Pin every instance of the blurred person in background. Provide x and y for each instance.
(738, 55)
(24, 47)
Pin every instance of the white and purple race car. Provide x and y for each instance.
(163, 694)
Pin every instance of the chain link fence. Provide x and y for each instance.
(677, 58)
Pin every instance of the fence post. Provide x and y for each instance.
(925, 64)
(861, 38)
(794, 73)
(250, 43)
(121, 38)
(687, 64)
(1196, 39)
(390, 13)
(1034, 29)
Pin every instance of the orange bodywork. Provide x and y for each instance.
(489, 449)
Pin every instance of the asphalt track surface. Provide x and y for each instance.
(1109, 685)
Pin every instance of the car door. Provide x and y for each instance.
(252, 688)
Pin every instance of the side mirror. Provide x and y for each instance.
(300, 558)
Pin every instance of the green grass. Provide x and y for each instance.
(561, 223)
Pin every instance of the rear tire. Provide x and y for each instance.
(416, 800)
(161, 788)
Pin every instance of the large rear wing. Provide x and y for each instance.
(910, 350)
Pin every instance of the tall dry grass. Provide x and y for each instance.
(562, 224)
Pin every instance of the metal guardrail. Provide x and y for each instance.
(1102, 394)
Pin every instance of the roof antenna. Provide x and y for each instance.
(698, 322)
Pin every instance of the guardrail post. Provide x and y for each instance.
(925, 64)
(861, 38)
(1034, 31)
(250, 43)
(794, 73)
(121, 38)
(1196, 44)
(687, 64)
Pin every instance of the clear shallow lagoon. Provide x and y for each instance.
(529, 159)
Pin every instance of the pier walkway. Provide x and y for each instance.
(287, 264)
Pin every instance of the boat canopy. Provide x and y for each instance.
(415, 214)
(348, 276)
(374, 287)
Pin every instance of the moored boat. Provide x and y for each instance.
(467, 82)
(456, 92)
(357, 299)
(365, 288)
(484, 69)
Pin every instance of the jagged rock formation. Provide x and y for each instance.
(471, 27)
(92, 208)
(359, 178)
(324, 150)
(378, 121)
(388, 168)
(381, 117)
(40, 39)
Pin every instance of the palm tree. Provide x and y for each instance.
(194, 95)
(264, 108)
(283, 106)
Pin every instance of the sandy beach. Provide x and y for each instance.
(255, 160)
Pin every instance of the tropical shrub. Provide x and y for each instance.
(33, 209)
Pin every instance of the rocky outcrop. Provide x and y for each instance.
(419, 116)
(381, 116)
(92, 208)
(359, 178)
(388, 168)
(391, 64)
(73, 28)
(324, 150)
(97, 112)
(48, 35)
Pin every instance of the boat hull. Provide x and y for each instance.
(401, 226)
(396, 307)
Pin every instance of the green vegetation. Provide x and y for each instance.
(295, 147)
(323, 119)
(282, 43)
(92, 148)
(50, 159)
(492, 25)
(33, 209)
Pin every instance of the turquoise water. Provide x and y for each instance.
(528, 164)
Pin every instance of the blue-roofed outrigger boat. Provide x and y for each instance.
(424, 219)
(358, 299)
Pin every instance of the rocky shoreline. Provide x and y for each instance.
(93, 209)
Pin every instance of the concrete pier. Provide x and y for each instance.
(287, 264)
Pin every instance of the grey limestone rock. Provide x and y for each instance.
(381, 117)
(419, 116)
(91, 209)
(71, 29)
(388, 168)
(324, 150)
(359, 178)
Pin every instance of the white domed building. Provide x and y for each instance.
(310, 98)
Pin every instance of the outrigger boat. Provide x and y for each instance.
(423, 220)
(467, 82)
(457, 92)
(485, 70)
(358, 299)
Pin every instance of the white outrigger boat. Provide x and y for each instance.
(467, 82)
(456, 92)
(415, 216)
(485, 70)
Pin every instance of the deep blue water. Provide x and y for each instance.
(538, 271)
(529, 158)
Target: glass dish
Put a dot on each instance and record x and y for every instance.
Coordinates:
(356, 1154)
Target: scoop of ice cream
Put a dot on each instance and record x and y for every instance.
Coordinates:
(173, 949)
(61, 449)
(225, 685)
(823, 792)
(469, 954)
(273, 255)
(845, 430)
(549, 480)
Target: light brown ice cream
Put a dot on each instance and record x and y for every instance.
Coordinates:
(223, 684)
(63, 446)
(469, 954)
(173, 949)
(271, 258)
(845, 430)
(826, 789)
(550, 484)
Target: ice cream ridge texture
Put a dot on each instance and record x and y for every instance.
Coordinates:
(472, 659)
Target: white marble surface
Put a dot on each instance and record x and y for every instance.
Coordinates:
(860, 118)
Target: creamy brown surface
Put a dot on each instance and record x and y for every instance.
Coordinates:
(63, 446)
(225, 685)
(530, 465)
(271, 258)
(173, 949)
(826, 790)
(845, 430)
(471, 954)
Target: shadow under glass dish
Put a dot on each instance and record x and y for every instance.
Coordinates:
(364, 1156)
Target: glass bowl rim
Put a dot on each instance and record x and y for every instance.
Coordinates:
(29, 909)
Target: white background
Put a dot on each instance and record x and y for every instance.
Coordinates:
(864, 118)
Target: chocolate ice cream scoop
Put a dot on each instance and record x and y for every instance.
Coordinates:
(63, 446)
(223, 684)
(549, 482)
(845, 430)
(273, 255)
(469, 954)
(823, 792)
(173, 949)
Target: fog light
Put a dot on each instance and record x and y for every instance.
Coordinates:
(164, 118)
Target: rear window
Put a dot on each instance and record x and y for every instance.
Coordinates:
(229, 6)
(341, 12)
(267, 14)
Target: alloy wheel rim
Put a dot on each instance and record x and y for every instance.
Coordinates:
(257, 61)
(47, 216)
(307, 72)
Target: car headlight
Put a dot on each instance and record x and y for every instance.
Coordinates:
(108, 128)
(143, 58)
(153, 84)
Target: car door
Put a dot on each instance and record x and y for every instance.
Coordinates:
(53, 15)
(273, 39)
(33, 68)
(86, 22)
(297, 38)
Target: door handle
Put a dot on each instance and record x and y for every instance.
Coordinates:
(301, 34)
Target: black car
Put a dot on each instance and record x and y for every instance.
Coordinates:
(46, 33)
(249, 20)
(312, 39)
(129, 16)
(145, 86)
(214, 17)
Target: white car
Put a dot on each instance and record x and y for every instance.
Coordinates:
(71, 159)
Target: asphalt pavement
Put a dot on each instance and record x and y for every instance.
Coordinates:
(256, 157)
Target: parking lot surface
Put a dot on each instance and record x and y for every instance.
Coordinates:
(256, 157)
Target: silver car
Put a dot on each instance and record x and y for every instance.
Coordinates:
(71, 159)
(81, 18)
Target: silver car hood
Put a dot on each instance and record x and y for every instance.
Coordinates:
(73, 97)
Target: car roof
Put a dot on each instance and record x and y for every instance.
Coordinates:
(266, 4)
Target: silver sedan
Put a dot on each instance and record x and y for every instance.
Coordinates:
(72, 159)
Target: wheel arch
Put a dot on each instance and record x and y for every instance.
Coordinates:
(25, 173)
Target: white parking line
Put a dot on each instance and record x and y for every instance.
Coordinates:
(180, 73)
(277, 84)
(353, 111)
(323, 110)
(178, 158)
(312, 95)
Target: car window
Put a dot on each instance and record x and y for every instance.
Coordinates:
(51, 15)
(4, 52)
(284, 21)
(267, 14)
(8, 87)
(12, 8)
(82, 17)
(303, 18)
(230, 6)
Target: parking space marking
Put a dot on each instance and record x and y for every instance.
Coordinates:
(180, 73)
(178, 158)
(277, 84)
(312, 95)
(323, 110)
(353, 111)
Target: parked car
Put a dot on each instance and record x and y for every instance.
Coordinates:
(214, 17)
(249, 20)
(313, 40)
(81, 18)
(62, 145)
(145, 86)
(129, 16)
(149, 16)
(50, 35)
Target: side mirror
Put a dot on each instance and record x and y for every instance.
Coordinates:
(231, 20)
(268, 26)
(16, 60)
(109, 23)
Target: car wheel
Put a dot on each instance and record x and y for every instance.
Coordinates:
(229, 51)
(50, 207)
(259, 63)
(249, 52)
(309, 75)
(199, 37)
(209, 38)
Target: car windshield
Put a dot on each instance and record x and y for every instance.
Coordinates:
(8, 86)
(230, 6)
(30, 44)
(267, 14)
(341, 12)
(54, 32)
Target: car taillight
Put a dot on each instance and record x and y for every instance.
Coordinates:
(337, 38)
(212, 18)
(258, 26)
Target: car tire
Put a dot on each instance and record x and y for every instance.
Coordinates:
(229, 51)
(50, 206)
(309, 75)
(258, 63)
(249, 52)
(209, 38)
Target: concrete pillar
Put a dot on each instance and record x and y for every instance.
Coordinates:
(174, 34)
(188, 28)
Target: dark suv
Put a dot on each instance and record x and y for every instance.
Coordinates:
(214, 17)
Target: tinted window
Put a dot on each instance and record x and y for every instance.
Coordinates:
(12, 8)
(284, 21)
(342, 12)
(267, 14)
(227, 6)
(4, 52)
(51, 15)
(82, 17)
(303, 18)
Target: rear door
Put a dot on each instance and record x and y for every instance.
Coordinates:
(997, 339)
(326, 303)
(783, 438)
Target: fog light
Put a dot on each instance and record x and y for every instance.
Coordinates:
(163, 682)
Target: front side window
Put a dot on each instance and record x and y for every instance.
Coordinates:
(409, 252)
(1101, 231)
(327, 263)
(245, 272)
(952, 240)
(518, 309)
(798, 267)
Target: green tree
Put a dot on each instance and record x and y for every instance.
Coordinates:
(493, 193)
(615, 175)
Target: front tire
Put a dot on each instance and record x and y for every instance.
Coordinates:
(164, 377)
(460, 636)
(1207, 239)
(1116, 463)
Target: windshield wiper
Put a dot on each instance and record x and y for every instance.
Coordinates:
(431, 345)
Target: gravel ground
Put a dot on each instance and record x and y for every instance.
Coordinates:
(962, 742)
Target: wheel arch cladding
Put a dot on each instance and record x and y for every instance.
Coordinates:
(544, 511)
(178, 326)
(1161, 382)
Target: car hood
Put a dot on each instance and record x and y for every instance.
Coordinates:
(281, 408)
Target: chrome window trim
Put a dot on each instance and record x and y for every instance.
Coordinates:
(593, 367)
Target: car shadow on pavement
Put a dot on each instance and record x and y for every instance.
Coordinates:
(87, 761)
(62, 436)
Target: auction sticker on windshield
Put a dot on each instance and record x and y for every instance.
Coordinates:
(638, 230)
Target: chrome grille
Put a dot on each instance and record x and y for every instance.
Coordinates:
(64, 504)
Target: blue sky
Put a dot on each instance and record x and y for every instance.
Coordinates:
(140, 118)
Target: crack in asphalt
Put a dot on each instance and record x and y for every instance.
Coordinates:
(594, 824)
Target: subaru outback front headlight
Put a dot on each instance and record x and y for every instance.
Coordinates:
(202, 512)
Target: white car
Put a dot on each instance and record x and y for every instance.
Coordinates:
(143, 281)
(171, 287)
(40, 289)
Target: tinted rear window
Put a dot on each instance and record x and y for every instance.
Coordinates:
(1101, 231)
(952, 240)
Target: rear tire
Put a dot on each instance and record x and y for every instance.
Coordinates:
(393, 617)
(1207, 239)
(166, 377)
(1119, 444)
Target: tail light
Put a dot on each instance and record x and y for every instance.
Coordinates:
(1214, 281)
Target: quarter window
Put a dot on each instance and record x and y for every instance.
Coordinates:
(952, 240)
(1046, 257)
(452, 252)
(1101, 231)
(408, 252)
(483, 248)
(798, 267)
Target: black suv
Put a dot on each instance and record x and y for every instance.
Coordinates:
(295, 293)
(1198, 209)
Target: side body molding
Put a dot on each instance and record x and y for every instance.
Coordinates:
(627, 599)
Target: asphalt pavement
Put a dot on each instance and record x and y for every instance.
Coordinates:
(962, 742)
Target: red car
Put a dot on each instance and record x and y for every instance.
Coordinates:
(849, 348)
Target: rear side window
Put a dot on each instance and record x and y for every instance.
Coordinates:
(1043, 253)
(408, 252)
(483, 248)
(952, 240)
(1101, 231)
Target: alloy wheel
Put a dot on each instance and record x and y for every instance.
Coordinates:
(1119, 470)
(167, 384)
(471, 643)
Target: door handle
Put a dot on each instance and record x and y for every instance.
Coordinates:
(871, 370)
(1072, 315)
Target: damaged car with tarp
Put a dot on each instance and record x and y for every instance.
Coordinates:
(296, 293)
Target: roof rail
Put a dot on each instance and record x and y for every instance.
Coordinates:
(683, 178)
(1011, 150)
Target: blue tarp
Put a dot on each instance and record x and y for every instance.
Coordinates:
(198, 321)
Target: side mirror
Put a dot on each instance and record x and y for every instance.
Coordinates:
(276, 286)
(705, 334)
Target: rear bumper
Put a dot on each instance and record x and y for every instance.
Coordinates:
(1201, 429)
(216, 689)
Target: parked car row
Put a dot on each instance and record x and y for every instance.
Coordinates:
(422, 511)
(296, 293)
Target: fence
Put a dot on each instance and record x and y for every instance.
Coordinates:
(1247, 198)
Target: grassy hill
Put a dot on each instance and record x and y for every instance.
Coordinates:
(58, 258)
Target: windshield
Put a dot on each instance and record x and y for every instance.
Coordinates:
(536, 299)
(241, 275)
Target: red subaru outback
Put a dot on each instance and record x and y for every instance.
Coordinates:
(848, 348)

WHAT NEEDS TO BE DONE :: Copy each line of the listing that includes "scoop".

ANSWER ::
Target: scoop of ice cream
Target: chocolate ice cream scoop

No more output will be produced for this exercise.